# REQUIREMENTS
Write out these lines again, substituting "leaves" for "foliage" and keeping everything else unchanged, but leave out the pictures.

# SUPPLIED RECORDS
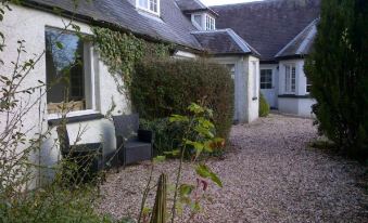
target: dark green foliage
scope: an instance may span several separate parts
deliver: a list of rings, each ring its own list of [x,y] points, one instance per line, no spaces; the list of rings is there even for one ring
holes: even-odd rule
[[[342,149],[368,155],[368,1],[323,0],[305,71],[321,133]]]
[[[179,147],[185,126],[181,123],[170,123],[168,118],[154,119],[152,121],[140,119],[142,129],[154,132],[154,155],[164,155]]]
[[[221,65],[205,61],[144,61],[136,66],[131,99],[147,120],[185,115],[191,102],[214,112],[217,134],[227,137],[232,124],[233,81]]]
[[[267,117],[269,114],[269,105],[265,96],[259,93],[259,117]]]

# RESULT FOR THIS TASK
target: dark green leaves
scope: an instance may span several separate parts
deliver: a list of rings, each ring its own list of [x,y] points, one instance per line, no spaces; the list of rings is there even for one ring
holes: even-odd rule
[[[342,149],[368,155],[368,1],[323,0],[305,71],[321,133]]]
[[[179,147],[185,126],[181,123],[170,123],[168,118],[154,119],[152,121],[140,119],[142,129],[154,132],[154,155],[164,155]]]
[[[221,65],[205,61],[144,61],[136,66],[131,99],[147,120],[185,115],[191,102],[214,112],[217,134],[227,137],[232,124],[233,81]]]
[[[267,117],[269,114],[269,105],[265,96],[259,93],[259,117]]]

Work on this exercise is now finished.